GIVEN PASSAGE ::
## Begin

The primary contribution is to answer the following question: “Can we learn what makes an effective advertising post on Twitter?” In doing so, we address the following challenges:

  • How can we quantify whether a given commercial post on Twitter has been successful?

  • How can we distinguish the influencing (decorative) elements of a commercial post from its inherent meaning?

  • What features best model the composition of a tweet with respect to its influence?

  • What is the specific effect of each of the specific features in improving the influence of the tweet?

  • Can a tweet be engineered to have more influence?

We consider a commercial post to be successful if it can generate enough influence. To measure influence, we use the direct reactions that a tweet gets from its readers – such as retweeting and marking as favorite. We focus on commercial posts from the official accounts of various companies (brands). Although pictures and/or videos can be included to enrich a post, we believe that the text content provides the most important and straightforward information. Note that the product or promotion information is usually determined before crafting the post, so we shift the focus to the other influencing elements of the post. First, we label the commercial tweet based on the influence it generated. Then, we extract a small set of features to capture the structure and comprehensive representation of a commercial post. More specifically, the feature set is designed to show the construction of a post and it does not include the core information that is related to the promotion or product. Next, we address the problem of predicting whether a commercial post would be successful through a binary classification model given the feature set. In addition, we conduct a feature analysis to determine which features have the most impact on the influence prediction. We provide a case study that shows the potential usage of the prediction system.

## End

DATA SHOWN ::
## Begin

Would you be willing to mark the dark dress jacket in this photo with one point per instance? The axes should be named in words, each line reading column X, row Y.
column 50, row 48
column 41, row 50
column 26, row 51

## End

WHAT TO WORK ON ::
a: According to the passage on advertising tweets, what is used to measure a tweet's influence?
b: List every challenge that the passage on advertising tweets says the work addresses.

RESPONSES ::
a: The direct reactions a tweet gets from its readers, such as retweeting and marking it as a favorite.

b:
- How can we quantify whether a given commercial post on Twitter has been successful?
- How can we distinguish the influencing (decorative) elements of a commercial post from its inherent meaning?
- What features best model the composition of a tweet with respect to its influence?
- What is the specific effect of each of the specific features in improving the influence of the tweet?
- Can a tweet be engineered to have more influence?